**TASK DIRECTIONS**
Reproduce all of the material word for word.

Named object pointing entries:
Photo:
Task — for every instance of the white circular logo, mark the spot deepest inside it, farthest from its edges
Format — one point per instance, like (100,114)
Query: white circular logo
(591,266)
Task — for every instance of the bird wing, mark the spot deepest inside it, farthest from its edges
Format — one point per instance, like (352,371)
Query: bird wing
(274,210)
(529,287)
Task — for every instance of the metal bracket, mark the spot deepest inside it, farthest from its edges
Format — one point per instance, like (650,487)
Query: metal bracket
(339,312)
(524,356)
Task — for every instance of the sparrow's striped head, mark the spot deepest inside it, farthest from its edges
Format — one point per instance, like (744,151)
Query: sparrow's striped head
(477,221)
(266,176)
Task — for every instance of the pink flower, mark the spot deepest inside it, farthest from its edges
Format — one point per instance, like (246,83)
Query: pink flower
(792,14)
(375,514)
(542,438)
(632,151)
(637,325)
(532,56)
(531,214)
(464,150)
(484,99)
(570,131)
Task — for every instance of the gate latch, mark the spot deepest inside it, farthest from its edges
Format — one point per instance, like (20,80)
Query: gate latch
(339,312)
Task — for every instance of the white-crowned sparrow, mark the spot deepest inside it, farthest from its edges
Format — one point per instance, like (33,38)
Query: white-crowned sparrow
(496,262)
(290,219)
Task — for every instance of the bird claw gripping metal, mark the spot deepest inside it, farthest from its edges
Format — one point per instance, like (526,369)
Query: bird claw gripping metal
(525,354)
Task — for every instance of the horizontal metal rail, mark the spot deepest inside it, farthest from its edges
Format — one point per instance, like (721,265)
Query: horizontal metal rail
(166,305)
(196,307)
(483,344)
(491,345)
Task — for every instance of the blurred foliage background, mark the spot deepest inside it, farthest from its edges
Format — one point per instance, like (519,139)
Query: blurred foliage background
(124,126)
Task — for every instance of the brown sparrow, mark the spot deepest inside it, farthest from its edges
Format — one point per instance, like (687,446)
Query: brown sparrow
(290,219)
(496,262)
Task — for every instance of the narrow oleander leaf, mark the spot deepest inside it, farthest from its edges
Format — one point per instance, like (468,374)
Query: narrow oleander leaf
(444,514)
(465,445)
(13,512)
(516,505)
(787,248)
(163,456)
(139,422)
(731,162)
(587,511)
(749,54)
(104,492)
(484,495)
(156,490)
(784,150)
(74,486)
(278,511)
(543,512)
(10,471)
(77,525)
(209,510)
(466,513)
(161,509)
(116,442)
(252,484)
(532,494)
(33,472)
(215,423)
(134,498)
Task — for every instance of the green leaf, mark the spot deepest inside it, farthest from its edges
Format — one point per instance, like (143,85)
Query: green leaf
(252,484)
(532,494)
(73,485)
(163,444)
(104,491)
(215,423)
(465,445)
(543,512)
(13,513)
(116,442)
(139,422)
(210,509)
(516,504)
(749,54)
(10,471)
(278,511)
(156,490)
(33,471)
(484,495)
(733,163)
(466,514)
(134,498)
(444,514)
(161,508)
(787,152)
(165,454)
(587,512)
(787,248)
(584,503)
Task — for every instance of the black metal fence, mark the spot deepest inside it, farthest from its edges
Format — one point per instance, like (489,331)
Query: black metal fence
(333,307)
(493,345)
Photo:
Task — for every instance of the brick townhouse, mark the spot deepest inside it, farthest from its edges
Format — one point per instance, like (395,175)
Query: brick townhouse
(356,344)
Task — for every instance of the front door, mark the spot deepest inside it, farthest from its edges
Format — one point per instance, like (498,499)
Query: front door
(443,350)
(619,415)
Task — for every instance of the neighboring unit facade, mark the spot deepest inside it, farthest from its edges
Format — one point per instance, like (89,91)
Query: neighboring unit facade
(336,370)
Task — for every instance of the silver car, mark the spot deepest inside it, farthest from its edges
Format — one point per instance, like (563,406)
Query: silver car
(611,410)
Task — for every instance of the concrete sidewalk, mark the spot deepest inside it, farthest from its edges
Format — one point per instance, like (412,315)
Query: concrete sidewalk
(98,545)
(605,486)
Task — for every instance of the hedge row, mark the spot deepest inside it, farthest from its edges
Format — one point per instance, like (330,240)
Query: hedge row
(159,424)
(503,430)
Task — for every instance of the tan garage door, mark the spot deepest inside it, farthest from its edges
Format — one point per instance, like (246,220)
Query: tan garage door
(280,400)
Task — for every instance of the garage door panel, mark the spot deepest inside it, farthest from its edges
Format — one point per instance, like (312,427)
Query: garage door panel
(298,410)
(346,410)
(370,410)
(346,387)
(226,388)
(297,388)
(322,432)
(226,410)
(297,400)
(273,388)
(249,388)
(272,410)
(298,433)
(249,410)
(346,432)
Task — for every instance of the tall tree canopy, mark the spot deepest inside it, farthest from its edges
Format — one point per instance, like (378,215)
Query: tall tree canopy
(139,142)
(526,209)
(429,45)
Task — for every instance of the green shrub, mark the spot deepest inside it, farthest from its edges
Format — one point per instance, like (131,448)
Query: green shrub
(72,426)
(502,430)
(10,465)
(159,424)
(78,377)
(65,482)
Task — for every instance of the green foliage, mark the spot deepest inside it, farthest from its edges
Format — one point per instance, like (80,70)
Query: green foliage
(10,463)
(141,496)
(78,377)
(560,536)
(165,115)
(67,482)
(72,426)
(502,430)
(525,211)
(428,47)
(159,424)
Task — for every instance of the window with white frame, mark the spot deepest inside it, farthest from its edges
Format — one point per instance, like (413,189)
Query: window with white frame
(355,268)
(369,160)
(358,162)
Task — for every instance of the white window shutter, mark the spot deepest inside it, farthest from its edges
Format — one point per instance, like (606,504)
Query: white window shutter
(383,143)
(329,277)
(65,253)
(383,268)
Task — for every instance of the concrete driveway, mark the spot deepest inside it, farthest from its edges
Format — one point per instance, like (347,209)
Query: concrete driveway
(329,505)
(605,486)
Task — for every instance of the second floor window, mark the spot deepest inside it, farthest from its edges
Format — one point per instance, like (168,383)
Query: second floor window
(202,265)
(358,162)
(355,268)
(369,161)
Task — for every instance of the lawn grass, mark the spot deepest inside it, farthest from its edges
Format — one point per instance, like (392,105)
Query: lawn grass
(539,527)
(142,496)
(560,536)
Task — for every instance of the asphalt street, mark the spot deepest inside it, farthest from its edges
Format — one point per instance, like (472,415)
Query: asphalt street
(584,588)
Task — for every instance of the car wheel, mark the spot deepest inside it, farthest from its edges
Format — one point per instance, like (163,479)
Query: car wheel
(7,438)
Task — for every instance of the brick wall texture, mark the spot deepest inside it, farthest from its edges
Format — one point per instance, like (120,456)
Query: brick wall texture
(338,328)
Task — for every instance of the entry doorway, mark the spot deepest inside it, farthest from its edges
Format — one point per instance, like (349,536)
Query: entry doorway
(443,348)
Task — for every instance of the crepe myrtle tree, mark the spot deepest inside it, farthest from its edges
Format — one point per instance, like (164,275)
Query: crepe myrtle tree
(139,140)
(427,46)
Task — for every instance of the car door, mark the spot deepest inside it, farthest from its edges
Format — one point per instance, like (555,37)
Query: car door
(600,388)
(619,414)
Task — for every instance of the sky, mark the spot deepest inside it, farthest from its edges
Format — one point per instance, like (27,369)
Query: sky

**SOLUTION TO THIS PROBLEM**
Photo:
Task — for every instance of the white circular logo, mark the spot deepest inside it, farthest from its edges
Format — one point per instance, like (100,114)
Query: white circular logo
(591,266)
Task — for every instance of the bird wing, mark the spot deepest inside it, farthest from its edges
Format — one point per instance, like (352,371)
Query: bird wing
(274,210)
(529,287)
Task — for every instance of the metal bracket, mark the spot deepest inside it, farthest from its edges
Format — one point per instance, like (650,487)
Query: metal bracket
(339,312)
(524,356)
Task — for every instance of the sparrow's striped head, mark the spot deepest inside it, farthest from its edges
Format — one point per instance, like (744,151)
Query: sparrow's striped head
(477,221)
(266,176)
Task — for every instance of the pink flower, mark the spot deepest inside it, farthest from its edges
Format — one point per instance, like (246,83)
Query: pink flower
(792,14)
(375,514)
(542,438)
(632,151)
(637,325)
(532,56)
(531,214)
(464,150)
(484,99)
(570,131)
Task — for every instance of the gate latch, mark the spot deepest inside it, farthest from its edges
Format — one point per instance, like (20,80)
Query: gate latch
(339,312)
Task — for every instance of the white-crowned sparrow, mark the spot deepest inside it, farthest from its edges
Format — one point per instance, like (33,38)
Query: white-crowned sparrow
(496,262)
(290,219)
Task — for every instance of the bird claw gripping metal, mark the spot deepest inside it, farthest from its edges
Format — one point per instance, like (526,369)
Query: bird claw gripping metal
(525,354)
Task — for every instance of the horizontal metal rail, mark the spot deepest inside it, farthest from its edges
Format — one point per instance, like (721,265)
Query: horizontal metal rail
(166,305)
(196,307)
(483,344)
(491,345)
Task — for every instance of the blurred foliage background, mark the spot deepest inside it, farthest from its edges
Format — one point per instance, like (519,139)
Query: blurred foliage background
(124,126)
Task — for every instance of the brown sparrow, mark the spot deepest inside it, farthest from its edges
Format — one point per instance, like (687,446)
Query: brown sparrow
(290,219)
(496,262)
Task — for every instance of the narrow oleander leaf, mark the spot deepest inside it, farthest from its edges
Format — one point per instance, like (468,374)
Query: narrow oleander leaf
(444,514)
(465,445)
(13,512)
(516,505)
(787,248)
(163,456)
(139,422)
(731,162)
(587,511)
(749,54)
(104,492)
(484,495)
(156,490)
(784,150)
(74,486)
(278,511)
(543,512)
(10,471)
(77,525)
(209,510)
(466,513)
(161,509)
(116,442)
(252,484)
(532,494)
(33,472)
(215,423)
(134,498)
Task — for every instance of the green leaf, mark the spot deepest inside it, farthest from its edges
Format — one point per instance, like (143,85)
Query: green leaf
(252,484)
(532,494)
(73,485)
(163,444)
(104,491)
(215,423)
(465,445)
(543,512)
(13,513)
(116,442)
(139,422)
(210,509)
(516,504)
(749,54)
(10,471)
(278,511)
(156,490)
(33,471)
(484,495)
(733,163)
(466,514)
(134,498)
(444,514)
(161,508)
(787,152)
(165,454)
(587,512)
(787,248)
(584,503)
Task — for every instance of the black metal fence, mark the spot deepest inside it, farthest from its edges
Format — one point per instance, like (489,331)
Query: black metal fence
(333,307)
(493,345)
Photo:
Task — for every instance of the brick townhouse, mark the spot deepest inside it, farthest from its edges
Format — one point per instance, like (395,175)
Query: brick townhouse
(356,344)
Task — for every instance of the front door, mark the spot deepest inside it, farthest from its edges
Format — one point per instance, like (498,499)
Query: front door
(443,350)
(619,415)
Task — for every instance of the neighboring unit facade, mark the spot deepest inside it, farthest from its edges
Format — one point per instance, like (89,91)
Query: neighboring unit facade
(336,370)
Task — for every instance of the silver car, mark the spot deepest inside it, farthest from its edges
Format — one point per instance, like (563,406)
Query: silver car
(611,410)
Task — for every instance of the concrete sidewalk, mark the spot deepest inside it, farthest from its edges
Format — one point per instance, like (412,315)
Query: concrete sidewalk
(98,545)
(605,486)
Task — for every instance of the hedge row, mark the spot deepest inside it, farthest from its edges
Format — one point per instance, like (330,240)
Query: hedge row
(159,424)
(503,430)
Task — for every instance of the tan garage door, mark the spot deepest inside it, farthest from its edges
Format — one point per instance, like (246,220)
Query: tan garage door
(280,400)
Task — for every instance of the garage door panel, mark the spot deepest inside it, farthest from its edges
Format — one point per instance, like (312,427)
Query: garage door panel
(298,410)
(346,410)
(370,410)
(346,387)
(226,388)
(297,388)
(322,432)
(226,410)
(297,400)
(273,388)
(249,388)
(272,410)
(298,433)
(249,410)
(346,432)
Task — for every instance of the tall tree canopy, mark the spot deepest inside it, farthest from its edges
Format — one point per instance, like (378,215)
Query: tall tree canopy
(139,142)
(526,209)
(429,45)
Task — for every instance of the green shrub, mark the spot deepest inside it, farthest from its edges
Format — one point per instance, like (131,448)
Query: green shrub
(72,426)
(502,430)
(10,465)
(159,424)
(78,377)
(65,482)
Task — for every instance of the green foliage, mark the spot deepest inside it, farthest from its edges
Format — one point per instance, like (80,70)
Query: green foliage
(10,463)
(141,496)
(78,377)
(560,536)
(165,115)
(67,482)
(72,426)
(502,430)
(525,211)
(428,47)
(159,424)
Task — for every instance of the window with white frame, mark the spot deepest inside it, farthest from its edges
Format — one point per instance, like (413,189)
Query: window with white frame
(355,268)
(369,160)
(358,162)
Task — for every instance of the white window shutter, mark the spot deepest inside it, farthest from its edges
Format — one point per instance, like (606,504)
Query: white window shutter
(383,143)
(329,277)
(65,253)
(383,268)
Task — for every instance of the concrete driveway, mark the spot deepest inside it, farthest from its edges
Format — one point per instance, like (347,209)
Query: concrete driveway
(329,505)
(605,486)
Task — for every instance of the second floor window, mark the spot deepest inside it, farthest from its edges
Format — one point per instance, like (168,383)
Query: second floor window
(202,265)
(358,162)
(355,268)
(369,161)
Task — for every instance of the lawn grass, mark the spot deepest inside it, farthest from its edges
Format — one point per instance, like (392,105)
Query: lawn grass
(539,527)
(142,496)
(560,536)
Task — for every instance of the asphalt street, mark the spot deepest inside it, farthest from its edges
Format — one point per instance, like (472,415)
Query: asphalt street
(584,588)
Task — for every instance of the car wheel, mark the spot deepest inside it, farthest from its edges
Format — one point per instance, like (163,479)
Query: car wheel
(7,438)
Task — for every instance of the brick wall texture, mark the spot deepest inside it, farthest from its edges
Format — one point per instance, like (120,456)
Query: brick wall texture
(338,328)
Task — for every instance of the entry doorway, mark the spot deepest inside it, farthest from its edges
Format — one point per instance, like (349,536)
Query: entry doorway
(443,348)
Task — for every instance of the crepe myrtle tree, mark the spot deepest inside it, farthest from its edges
Format — one point per instance, like (164,275)
Query: crepe myrtle tree
(139,140)
(427,46)
Task — for every instance of the car door, mark the spot deepest inside it, farthest from its edges
Format — one point per instance, like (555,37)
Query: car door
(600,388)
(619,414)
Task — for every instance of the sky, mark the spot deepest inside it, farthest from its edges
Format — one point per instance, like (27,369)
Query: sky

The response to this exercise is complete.